● **Exercise passage**
Consider the application:
- We have a set of users and items.
- Users can perform different action types (think browsing, clicking, upvoting etc.) on different items.
- Users and items accumulate a "profile" for each action type.
- For users such profile is a list of items on which they had performed a given action type
- For items such profile is a list of users who performed a given action type on them
- We assume that accumulated profiles define future actions.
- We want to predict the action a user will take using supervised learning (classification with probability estimation)
Consider the following problem:
- These profiles can be very sparse (millions of items and 100 million users) and it is not feasible to use them directly as features
- We would like to compute "compressed" profiles (eigenprofiles?:)) with dimensionality < 300 that can then be efficiently stored and fed to different classification algorithms
- Before you say "Use TruncatedSVD/Collapsed Gibbs Sampling/Random Projections on historical data" bare with me for a second.
- Enters concept drift.
- New items and users are being introduced all the time to the system.
- Old users churn.
- Old items churn.
- At some point there are items with most of the users never seen in historical data and users with only fresh items.
- Before you say "retrain periodically", remember that we have a classifier in the pipeline that was taught on the "historic" decomposition and the new decomposition could assign entirely different "meaning" to cells of output vectors (abs(decompose_v1(sample) - decompose_v2(sample)) >> epsilon) rendering this classifier unusable.
- The prediction service has to be available 24/7.
- The prediction cannot take more than 15ms and should use a maximum of 4 cpu cores (preferably only one)

● **Activity**
Copy out the entire post about compressing user and item profiles, word for word. Work only from the post about compressing user and item profiles.

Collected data
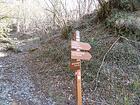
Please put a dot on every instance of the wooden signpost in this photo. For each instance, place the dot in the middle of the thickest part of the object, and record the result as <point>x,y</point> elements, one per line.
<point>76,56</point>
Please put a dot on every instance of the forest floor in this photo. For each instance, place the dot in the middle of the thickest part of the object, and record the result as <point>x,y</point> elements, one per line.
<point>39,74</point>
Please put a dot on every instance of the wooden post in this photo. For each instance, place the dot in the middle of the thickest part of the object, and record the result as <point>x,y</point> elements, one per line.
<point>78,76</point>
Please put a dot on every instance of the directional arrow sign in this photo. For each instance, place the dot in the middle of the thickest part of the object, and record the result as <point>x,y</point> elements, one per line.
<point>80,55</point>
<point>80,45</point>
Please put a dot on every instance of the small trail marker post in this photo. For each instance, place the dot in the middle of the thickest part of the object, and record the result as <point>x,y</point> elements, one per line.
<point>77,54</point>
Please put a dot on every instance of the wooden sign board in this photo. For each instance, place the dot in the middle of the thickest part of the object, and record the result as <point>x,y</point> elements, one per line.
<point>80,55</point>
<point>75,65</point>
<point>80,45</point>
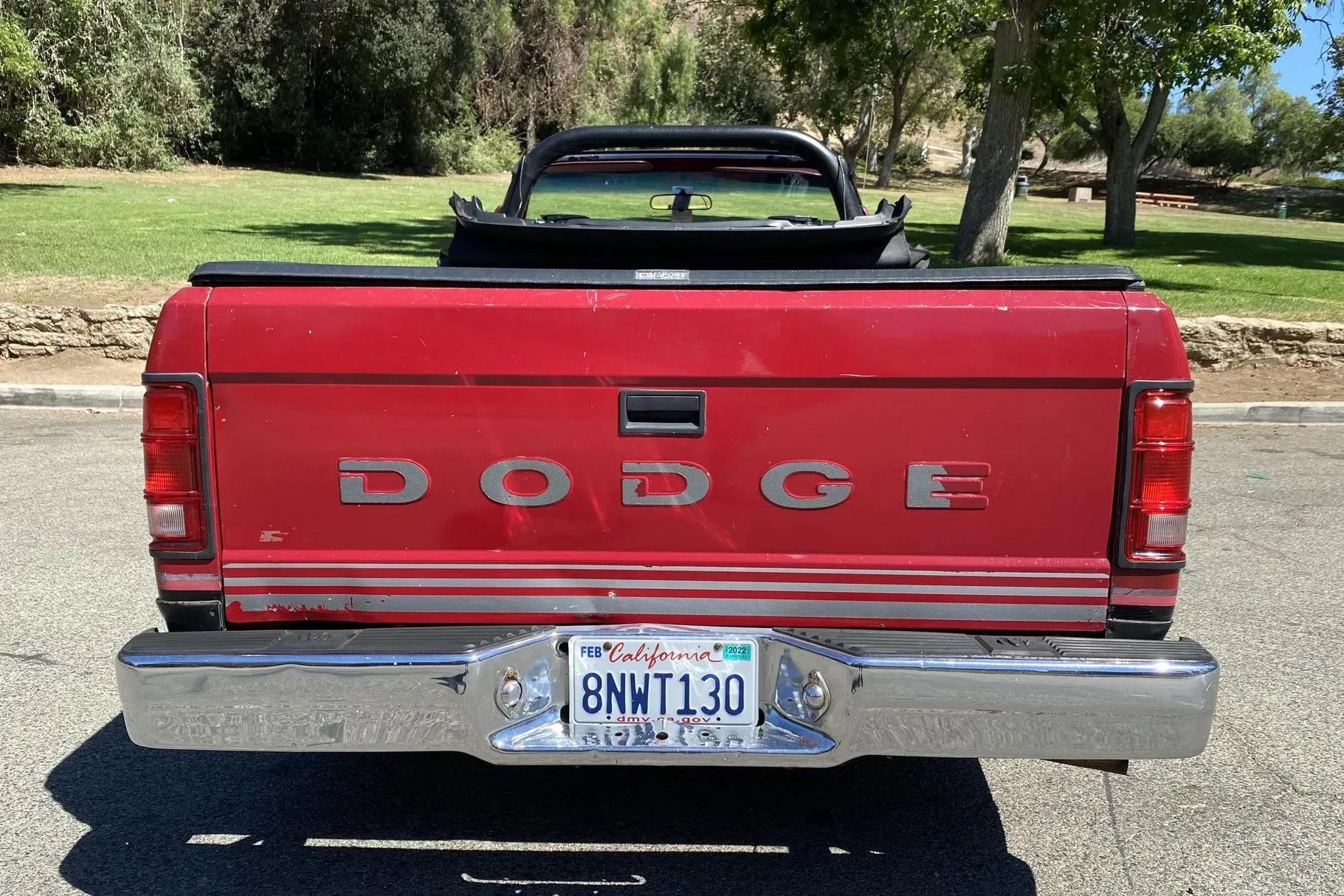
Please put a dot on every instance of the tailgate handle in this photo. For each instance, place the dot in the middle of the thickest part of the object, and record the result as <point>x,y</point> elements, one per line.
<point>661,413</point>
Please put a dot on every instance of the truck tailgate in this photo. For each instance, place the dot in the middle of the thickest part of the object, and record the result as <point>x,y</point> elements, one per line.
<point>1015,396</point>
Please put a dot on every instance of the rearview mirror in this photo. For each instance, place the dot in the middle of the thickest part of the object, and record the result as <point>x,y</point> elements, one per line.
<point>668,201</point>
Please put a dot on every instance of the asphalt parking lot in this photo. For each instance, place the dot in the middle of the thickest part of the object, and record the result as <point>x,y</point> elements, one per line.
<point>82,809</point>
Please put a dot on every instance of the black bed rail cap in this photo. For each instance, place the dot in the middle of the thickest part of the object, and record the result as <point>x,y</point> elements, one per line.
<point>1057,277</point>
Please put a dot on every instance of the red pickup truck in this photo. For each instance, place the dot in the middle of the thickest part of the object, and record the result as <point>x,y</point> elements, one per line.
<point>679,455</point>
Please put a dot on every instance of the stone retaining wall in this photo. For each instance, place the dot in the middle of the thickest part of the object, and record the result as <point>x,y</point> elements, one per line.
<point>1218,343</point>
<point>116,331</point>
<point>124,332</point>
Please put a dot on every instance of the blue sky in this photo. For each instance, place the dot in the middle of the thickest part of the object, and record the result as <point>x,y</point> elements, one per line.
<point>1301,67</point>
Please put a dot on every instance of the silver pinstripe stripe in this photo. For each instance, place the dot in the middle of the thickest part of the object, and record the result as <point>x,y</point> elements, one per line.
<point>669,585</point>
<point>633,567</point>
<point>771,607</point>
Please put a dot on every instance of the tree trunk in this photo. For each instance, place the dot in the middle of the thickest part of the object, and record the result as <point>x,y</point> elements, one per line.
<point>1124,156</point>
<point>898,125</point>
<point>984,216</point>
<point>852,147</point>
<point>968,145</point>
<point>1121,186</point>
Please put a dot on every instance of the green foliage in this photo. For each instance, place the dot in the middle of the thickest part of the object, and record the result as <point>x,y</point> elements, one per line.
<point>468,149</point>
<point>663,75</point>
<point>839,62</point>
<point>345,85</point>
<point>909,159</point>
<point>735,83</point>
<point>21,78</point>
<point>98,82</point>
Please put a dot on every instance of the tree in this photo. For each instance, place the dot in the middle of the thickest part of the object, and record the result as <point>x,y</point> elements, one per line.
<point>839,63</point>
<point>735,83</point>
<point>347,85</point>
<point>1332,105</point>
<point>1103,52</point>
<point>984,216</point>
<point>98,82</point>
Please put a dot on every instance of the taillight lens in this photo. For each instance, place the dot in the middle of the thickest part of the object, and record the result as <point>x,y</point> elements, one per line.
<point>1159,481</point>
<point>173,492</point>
...
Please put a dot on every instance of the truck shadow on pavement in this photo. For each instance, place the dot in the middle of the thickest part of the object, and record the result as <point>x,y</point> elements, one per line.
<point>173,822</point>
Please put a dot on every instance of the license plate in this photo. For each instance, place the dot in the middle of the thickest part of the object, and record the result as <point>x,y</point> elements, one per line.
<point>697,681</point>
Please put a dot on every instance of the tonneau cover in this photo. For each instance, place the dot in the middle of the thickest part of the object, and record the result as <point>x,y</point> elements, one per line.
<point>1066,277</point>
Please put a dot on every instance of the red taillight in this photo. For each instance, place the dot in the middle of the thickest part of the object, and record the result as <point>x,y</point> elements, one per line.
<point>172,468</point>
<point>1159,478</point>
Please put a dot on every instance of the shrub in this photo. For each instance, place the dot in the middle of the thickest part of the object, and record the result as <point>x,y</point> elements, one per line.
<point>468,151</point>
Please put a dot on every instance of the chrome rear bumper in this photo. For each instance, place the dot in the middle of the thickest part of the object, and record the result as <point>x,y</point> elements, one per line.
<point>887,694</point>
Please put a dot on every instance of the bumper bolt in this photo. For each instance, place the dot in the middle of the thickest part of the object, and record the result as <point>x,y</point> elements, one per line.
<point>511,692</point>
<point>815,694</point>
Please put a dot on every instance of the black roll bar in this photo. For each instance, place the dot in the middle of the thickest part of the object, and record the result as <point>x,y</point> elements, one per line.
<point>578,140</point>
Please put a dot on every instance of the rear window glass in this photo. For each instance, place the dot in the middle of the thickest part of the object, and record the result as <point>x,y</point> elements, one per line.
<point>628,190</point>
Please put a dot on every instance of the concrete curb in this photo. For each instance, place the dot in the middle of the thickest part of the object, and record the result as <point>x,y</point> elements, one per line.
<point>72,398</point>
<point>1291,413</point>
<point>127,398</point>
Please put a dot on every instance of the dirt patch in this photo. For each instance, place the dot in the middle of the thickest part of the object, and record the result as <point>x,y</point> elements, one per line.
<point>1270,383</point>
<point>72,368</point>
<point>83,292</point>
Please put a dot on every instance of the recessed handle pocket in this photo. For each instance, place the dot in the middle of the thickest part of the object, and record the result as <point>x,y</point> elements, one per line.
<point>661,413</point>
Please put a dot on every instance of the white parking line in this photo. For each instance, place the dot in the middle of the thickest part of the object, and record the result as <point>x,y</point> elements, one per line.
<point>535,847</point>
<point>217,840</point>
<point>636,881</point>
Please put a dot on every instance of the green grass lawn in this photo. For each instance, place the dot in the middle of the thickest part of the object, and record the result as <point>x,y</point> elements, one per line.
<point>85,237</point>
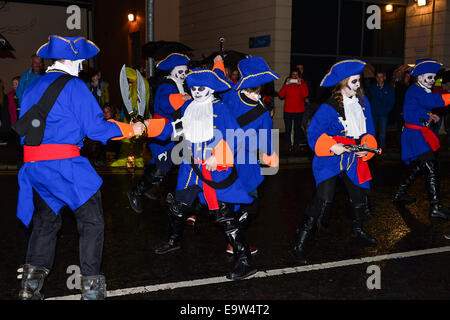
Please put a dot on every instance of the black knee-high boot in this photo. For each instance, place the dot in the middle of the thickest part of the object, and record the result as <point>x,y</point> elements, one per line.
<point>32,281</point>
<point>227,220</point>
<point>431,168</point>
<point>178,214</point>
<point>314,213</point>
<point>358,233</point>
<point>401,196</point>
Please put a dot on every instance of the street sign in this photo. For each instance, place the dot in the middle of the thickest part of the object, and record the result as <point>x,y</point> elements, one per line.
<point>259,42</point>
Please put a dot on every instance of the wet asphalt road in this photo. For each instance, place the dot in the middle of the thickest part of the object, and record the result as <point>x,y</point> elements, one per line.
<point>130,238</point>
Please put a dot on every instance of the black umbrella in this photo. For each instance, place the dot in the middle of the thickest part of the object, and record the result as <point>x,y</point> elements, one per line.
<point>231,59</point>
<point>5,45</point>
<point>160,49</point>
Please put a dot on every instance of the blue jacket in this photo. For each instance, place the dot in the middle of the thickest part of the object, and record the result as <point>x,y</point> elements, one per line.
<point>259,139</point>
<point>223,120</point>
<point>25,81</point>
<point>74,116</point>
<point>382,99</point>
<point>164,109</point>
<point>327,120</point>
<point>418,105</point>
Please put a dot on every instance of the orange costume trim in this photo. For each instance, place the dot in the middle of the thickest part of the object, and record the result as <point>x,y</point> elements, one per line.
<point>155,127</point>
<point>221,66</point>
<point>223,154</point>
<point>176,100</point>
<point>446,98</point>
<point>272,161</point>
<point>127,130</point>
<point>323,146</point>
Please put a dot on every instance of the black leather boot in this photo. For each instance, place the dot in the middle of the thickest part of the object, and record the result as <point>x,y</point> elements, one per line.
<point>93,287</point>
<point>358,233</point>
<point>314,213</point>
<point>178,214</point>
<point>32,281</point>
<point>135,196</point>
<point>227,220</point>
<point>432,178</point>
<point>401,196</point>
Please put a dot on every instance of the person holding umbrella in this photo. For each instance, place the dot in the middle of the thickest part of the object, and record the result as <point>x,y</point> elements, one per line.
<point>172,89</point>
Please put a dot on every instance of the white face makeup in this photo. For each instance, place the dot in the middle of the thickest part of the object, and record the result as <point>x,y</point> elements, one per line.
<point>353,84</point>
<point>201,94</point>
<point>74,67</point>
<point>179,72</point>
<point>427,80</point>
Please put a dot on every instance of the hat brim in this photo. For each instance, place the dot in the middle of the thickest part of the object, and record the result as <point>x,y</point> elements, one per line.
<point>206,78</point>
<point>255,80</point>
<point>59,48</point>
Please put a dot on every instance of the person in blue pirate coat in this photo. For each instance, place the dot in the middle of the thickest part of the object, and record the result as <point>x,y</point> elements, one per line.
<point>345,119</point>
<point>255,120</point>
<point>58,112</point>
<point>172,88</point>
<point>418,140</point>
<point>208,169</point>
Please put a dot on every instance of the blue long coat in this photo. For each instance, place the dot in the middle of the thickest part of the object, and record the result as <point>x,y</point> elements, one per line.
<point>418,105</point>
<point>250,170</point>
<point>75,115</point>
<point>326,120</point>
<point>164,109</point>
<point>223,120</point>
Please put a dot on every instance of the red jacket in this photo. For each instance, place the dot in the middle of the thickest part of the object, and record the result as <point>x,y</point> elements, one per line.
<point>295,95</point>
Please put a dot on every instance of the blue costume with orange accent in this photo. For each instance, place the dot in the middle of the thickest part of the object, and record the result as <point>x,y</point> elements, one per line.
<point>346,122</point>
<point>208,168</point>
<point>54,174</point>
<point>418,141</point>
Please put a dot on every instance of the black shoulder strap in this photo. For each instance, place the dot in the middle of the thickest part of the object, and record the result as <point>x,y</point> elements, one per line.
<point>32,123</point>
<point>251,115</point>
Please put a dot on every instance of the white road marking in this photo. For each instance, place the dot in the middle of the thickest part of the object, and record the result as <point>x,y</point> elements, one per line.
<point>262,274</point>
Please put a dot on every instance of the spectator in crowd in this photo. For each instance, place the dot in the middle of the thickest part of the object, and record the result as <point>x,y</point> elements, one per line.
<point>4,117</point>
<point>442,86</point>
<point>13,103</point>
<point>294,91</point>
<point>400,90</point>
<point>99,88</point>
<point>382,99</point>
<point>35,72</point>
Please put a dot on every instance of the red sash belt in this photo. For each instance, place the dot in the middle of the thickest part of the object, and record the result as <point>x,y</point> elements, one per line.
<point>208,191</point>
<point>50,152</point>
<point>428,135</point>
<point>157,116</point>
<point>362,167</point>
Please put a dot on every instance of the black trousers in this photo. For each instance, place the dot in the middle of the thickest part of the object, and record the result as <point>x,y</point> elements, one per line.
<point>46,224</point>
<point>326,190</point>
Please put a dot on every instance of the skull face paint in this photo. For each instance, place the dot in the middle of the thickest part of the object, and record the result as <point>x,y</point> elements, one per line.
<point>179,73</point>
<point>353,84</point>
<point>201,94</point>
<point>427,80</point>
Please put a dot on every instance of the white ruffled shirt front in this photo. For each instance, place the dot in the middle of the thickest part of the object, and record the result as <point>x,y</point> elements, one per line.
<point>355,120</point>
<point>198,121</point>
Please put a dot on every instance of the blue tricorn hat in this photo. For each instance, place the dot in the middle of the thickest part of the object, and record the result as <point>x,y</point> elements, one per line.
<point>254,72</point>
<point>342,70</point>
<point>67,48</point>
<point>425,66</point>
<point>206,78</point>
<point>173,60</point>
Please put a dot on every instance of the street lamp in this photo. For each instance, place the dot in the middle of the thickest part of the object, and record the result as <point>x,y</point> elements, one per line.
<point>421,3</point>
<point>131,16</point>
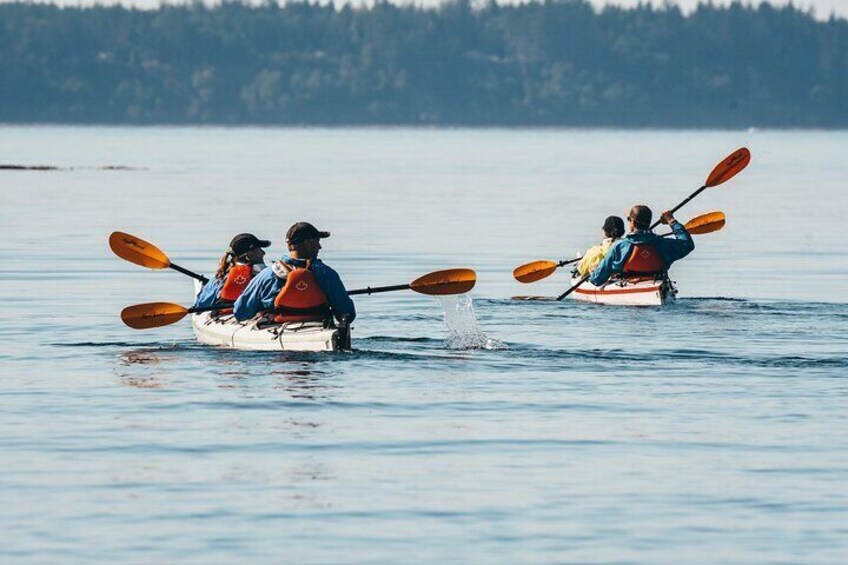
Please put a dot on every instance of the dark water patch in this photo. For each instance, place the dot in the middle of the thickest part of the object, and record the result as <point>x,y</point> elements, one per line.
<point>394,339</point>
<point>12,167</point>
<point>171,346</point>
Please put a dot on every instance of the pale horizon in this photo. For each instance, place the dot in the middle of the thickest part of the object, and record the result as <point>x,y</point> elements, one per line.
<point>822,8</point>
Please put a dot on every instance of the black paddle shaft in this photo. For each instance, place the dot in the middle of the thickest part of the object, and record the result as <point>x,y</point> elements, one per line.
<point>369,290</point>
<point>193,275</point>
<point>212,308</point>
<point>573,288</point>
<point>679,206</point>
* * *
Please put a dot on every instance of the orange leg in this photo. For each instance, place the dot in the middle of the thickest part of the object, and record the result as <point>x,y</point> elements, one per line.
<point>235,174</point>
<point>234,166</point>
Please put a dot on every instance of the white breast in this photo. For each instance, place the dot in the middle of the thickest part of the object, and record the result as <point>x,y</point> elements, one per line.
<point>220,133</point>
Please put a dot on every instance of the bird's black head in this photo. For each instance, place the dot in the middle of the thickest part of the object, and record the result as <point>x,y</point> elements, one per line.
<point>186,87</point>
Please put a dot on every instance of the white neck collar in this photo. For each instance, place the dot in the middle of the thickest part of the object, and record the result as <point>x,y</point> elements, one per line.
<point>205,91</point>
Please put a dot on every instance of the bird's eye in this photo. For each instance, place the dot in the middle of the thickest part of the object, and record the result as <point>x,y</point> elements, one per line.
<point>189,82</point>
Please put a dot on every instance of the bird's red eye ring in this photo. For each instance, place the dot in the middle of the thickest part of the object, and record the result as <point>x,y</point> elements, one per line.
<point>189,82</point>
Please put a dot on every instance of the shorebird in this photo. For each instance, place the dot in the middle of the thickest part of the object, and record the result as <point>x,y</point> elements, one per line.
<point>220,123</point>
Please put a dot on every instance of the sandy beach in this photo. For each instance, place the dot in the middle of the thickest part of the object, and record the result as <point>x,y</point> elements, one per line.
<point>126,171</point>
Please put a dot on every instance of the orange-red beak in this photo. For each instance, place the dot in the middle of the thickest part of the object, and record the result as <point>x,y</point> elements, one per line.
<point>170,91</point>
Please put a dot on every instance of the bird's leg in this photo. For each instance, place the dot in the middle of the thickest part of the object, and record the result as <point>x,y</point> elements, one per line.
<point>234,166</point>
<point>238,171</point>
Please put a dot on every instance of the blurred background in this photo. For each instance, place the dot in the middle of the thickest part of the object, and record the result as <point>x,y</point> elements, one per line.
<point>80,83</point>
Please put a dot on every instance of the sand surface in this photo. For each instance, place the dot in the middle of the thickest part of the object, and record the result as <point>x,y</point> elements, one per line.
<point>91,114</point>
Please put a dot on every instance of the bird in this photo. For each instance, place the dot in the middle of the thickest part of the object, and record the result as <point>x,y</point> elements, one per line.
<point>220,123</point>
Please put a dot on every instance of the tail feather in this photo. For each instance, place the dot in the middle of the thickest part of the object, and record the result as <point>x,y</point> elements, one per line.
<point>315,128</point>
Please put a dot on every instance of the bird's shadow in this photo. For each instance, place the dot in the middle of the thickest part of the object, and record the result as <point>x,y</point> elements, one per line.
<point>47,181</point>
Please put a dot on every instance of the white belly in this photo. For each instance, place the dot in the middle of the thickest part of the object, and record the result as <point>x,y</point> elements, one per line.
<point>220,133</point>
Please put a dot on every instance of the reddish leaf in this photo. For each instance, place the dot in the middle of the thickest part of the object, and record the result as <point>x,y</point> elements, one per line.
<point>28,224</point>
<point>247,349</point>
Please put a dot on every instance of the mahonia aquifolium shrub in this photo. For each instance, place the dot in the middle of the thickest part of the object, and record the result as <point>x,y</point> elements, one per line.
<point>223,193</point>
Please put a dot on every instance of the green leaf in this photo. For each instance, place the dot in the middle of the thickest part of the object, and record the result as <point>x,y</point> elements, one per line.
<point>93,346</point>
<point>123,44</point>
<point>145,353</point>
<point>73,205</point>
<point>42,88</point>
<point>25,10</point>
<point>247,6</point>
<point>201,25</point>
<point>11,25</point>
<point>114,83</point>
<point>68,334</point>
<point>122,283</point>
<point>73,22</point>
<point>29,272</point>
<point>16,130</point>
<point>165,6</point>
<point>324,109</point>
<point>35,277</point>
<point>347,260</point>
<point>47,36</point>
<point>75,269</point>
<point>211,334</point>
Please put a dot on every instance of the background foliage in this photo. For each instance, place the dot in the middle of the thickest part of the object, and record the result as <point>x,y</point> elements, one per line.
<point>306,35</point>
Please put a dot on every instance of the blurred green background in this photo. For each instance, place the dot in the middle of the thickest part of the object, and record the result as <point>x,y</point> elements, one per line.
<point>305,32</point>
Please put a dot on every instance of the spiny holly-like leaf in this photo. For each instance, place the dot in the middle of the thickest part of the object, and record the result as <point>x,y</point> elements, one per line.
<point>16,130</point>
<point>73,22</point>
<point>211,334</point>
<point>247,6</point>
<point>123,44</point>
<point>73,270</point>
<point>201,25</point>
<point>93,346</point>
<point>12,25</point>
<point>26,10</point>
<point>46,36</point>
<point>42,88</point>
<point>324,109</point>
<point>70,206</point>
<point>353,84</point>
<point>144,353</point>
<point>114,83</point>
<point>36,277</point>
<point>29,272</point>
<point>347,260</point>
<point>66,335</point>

● **Written solution**
Consider the application:
- We have a set of users and items.
- Users can perform different action types (think browsing, clicking, upvoting etc.) on different items.
- Users and items accumulate a "profile" for each action type.
- For users such profile is a list of items on which they had performed a given action type
- For items such profile is a list of users who performed a given action type on them
- We assume that accumulated profiles define future actions.
- We want to predict the action a user will take using supervised learning (classification with probability estimation)
Consider the following problem:
- These profiles can be very sparse (millions of items and 100 million users) and it is not feasible to use them directly as features
- We would like to compute "compressed" profiles (eigenprofiles?:)) with dimensionality < 300 that can then be efficiently stored and fed to different classification algorithms
- Before you say "Use TruncatedSVD/Collapsed Gibbs Sampling/Random Projections on historical data" bare with me for a second.
- Enters concept drift.
- New items and users are being introduced all the time to the system.
- Old users churn.
- Old items churn.
- At some point there are items with most of the users never seen in historical data and users with only fresh items.
- Before you say "retrain periodically", remember that we have a classifier in the pipeline that was taught on the "historic" decomposition and the new decomposition could assign entirely different "meaning" to cells of output vectors (abs(decompose_v1(sample) - decompose_v2(sample)) >> epsilon) rendering this classifier unusable.
- The prediction service has to be available 24/7.
- The prediction cannot take more than 15ms and should use a maximum of 4 cpu cores (preferably only one)